(Records supplied):
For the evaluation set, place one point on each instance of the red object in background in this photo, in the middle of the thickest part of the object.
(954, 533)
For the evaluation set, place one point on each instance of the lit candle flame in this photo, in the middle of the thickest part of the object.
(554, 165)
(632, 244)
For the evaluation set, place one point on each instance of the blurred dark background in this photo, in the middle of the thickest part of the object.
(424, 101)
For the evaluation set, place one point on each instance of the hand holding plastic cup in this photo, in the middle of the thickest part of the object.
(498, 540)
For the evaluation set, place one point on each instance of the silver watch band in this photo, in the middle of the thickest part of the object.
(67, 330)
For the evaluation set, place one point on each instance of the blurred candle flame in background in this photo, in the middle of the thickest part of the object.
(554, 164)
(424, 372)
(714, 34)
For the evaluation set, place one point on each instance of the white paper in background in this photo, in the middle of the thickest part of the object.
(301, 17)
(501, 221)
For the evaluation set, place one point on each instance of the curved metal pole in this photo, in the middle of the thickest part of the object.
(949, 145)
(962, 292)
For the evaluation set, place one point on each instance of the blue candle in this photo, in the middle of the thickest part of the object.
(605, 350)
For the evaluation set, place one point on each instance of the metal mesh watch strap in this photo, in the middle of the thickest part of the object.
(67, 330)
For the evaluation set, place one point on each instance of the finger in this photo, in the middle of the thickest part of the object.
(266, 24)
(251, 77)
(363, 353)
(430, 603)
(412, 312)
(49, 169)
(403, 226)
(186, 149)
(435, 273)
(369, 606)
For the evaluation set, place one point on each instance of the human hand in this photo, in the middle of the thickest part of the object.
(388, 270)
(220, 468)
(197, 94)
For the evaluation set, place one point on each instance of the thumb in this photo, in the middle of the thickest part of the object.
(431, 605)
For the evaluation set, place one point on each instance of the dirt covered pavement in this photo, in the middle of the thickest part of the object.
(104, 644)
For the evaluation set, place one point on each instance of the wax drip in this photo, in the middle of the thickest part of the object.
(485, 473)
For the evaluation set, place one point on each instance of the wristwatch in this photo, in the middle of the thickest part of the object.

(Task objective):
Can you set out every line of the listing above as a numbered list, with the blank lines removed?

(Exercise output):
1. For the evaluation set, place one point on each instance of the red object in background in this photo, in the middle of the thickest part of the object.
2. (954, 533)
3. For the evaluation set, place one point on each instance of the lit candle flame in this photo, in the middle of the thickest part of the object.
4. (554, 165)
5. (632, 244)
6. For the evaluation set, place one point on each instance of the blurred dark background in this photo, in the middle of the thickest part of the object.
7. (424, 101)
8. For the evaluation set, place one point on each instance of the hand holding plastic cup in this photo, in the middle of the thickest part of the object.
9. (498, 540)
10. For the evaluation set, place one point on each instance of the silver watch band in this photo, in the middle of the thickest part of the object.
11. (67, 330)
12. For the evaluation set, place one point on each instance of the blurred candle flame in background in this photo, in the middle of the thickest part of the object.
13. (554, 164)
14. (424, 372)
15. (714, 34)
16. For the evaluation set, place one point on each instance of the white paper in background in this photo, in the middle of the thickest part of the object.
17. (301, 17)
18. (501, 221)
19. For the evaluation set, place one point on each instance of the curved metal pole in this photo, in the middle of the thickest part of the object.
20. (949, 145)
21. (962, 292)
22. For the evaluation set, place one point on each instance of the blue candle in this photo, in the middle of the thickest part of the object.
23. (605, 350)
24. For the evaluation set, place one point on each instance of the metal mesh watch strap in this photo, in the middle of the thickest part of the object.
25. (67, 330)
26. For the evaluation set, place one point on each instance of the finger in this photo, in the middle of the thickest part of the object.
27. (266, 24)
28. (251, 77)
29. (363, 353)
30. (430, 603)
31. (412, 312)
32. (49, 169)
33. (403, 226)
34. (186, 149)
35. (435, 273)
36. (369, 606)
37. For the evaluation set, place one point on each instance of the human hand in this photo, in the middle of the thickest part of the object.
38. (388, 270)
39. (220, 468)
40. (197, 94)
41. For the evaluation set, place one point on each instance of the thumb in this photo, in the middle of the thickest part of the object.
42. (431, 605)
43. For the evaluation set, place one point on each instance of the dirt covered pavement in this photo, in the middle of the thickest part of the object.
44. (104, 644)
45. For the evaluation set, place one point on each instance of the wax drip in this photo, in the middle of the thickest part of the object.
46. (485, 473)
47. For the evaluation set, place one point on each instance of the wristwatch in this photo, in the middle of the thickest part of the object.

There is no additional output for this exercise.